[[ EXTRACTED RECORDS, beginning ]]
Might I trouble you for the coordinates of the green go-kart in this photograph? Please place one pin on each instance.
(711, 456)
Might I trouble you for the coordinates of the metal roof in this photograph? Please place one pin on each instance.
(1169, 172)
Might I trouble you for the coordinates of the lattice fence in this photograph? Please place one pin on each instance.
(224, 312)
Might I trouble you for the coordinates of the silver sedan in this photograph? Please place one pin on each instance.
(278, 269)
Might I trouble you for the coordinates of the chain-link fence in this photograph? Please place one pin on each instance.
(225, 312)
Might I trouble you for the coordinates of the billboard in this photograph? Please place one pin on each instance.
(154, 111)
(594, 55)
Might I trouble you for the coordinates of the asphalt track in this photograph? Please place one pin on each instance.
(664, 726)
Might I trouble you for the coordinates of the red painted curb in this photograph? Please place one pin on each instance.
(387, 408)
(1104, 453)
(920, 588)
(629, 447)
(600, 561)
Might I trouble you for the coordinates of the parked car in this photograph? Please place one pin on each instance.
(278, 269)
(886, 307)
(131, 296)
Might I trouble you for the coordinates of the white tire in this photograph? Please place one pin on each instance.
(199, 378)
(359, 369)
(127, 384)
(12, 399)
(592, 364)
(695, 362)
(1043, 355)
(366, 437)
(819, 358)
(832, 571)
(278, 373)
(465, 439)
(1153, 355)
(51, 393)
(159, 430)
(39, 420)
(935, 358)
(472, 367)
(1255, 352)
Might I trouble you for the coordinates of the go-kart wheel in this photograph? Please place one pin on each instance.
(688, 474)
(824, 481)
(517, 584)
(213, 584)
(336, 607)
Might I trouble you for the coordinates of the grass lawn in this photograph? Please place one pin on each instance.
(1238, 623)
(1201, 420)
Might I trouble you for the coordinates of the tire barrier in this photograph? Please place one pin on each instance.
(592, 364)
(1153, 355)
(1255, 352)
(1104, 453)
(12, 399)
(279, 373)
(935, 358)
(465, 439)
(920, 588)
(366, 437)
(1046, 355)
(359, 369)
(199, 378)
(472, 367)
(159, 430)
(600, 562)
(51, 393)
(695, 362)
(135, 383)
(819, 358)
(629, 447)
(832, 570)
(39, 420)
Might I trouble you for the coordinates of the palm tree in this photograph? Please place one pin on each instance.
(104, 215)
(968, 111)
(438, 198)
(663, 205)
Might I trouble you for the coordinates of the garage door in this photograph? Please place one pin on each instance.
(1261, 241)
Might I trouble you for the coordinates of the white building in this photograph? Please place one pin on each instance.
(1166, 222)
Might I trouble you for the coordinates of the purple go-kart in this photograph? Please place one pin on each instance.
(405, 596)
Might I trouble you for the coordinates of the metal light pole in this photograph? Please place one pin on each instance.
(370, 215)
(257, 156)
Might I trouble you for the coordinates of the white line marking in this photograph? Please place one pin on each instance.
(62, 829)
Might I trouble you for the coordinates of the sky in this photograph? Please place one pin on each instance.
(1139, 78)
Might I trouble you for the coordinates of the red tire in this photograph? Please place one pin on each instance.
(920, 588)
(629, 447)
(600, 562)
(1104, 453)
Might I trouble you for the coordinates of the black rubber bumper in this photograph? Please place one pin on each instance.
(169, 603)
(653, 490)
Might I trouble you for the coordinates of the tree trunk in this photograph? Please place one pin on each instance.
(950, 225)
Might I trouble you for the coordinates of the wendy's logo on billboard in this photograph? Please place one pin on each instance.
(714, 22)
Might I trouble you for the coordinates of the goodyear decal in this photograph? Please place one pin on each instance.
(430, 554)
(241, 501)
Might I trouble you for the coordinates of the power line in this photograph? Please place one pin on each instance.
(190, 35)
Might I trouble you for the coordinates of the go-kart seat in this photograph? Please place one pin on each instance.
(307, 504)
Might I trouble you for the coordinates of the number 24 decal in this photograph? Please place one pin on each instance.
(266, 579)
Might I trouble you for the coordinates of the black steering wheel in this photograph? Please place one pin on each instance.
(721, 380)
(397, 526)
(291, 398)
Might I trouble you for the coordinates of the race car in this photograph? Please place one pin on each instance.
[[ EXTRACTED RECORDS, end ]]
**WORK REQUIRED:** All the lines above should appear again in the answer, exactly as written.

**SOLUTION FOR THIS PROBLEM:**
Might I trouble you for the coordinates of the green go-kart in this photograph? Please place one pin on each instance.
(711, 456)
Might I trouble you for the coordinates of the metal roof in this photograph? Please place one pin on each instance.
(1169, 172)
Might I trouble you for the coordinates of the lattice fence in this photograph? Please place one pin on each instance.
(224, 312)
Might I trouble you for the coordinates of the silver sedan in this photograph? Please place one pin on each instance.
(278, 269)
Might I trouble you for the coordinates of the chain-link fence in this photograph? Please place one pin on each instance.
(225, 312)
Might I trouble you for the coordinates of the billboard in this photograph? Please place one pin on each instance.
(154, 111)
(594, 55)
Might I trouble you for the coordinates of the asphalt track in this photograph? Please place one pin on each instance.
(664, 726)
Might I trouble you for the coordinates of the red painted curb in this photograph? Please place one pin on each instance.
(387, 408)
(1104, 453)
(920, 588)
(629, 447)
(600, 561)
Might I trouble you for the coordinates of the parked car in this photograph? Please place one pin on each instance.
(278, 269)
(886, 307)
(131, 296)
Might I trouble you for the coordinates of the white tire in this photograph? Please place one pin on each instance.
(199, 378)
(359, 369)
(127, 384)
(12, 399)
(592, 364)
(695, 362)
(1043, 355)
(366, 437)
(819, 358)
(832, 571)
(278, 373)
(465, 439)
(1153, 355)
(51, 393)
(159, 430)
(39, 420)
(935, 358)
(472, 367)
(1255, 352)
Might I trouble you for the coordinates of the go-kart wheel in this photograph? Please place one pin on each instance.
(688, 474)
(824, 481)
(517, 584)
(213, 584)
(336, 607)
Might I trouble you for the coordinates of the grass lawn in this photograph? Please place one pin on each instance.
(1238, 623)
(1201, 420)
Might I trouble you for the coordinates of the tire barrier in this photograph? Please place one pin on each instance.
(592, 364)
(1153, 355)
(1255, 352)
(1104, 453)
(12, 399)
(279, 373)
(935, 358)
(465, 439)
(920, 588)
(366, 437)
(1046, 355)
(359, 369)
(199, 378)
(472, 367)
(159, 430)
(600, 562)
(51, 393)
(695, 362)
(135, 383)
(819, 358)
(629, 447)
(832, 570)
(39, 420)
Might I trouble you for the coordinates of the palm tree in this photograph? Please place one pin on each instance.
(104, 215)
(968, 111)
(438, 198)
(663, 205)
Might I trouble you for the coordinates of the garage door in this photograph? Please place one pin on each instance.
(1261, 241)
Might I trouble you for the coordinates of the white building in this photograph? Please place one pin on each instance.
(1166, 222)
Might I trouble you for the coordinates of the purple go-kart in this photograph? Please place one pin on each instance.
(405, 596)
Might I trouble you for the coordinates of the metal light pole in this photograph? Please place one pin on each instance.
(370, 215)
(257, 156)
Might I trouble you for the coordinates of the white line marking in this photograph? Please place one pin on each instance.
(62, 829)
Might I trouble you for the coordinates of the sky in this photograph? Please place one pin on each instance.
(1139, 78)
Might I trouble you for the coordinates of the red tire in this photograph? Please place one pin on each instance.
(920, 588)
(629, 447)
(600, 562)
(1104, 453)
Might I trouble you for the coordinates of the black rubber bumper in this photograph? Please place one pin on each instance.
(169, 603)
(653, 490)
Might I trouble you for the coordinates of the tree trunk in this photograph? Please place one pin on each instance.
(950, 225)
Might I trouble you for the coordinates of the wendy's logo on billboard in this photograph? Please place one pin on each instance.
(714, 22)
Might I trouble you for the coordinates of the goodyear decal in this photograph? Please place one pin on each instance.
(430, 554)
(241, 501)
Might I trouble you for the coordinates of the power line in this photograph? Please place one pin on each instance.
(190, 35)
Might I trouble you for the coordinates of the go-kart seat in this photograph? Please place one pin on each instance.
(307, 504)
Might I trouble you for the coordinates of the number 24 decal in this photograph? Please place one pin on each instance.
(266, 579)
Might I trouble you for the coordinates of the black steering wheel in this photograph? Please place one pin on each instance.
(721, 380)
(397, 526)
(291, 398)
Might I trouble you for the coordinates of the race car in this photograph? Please place one pin on each instance.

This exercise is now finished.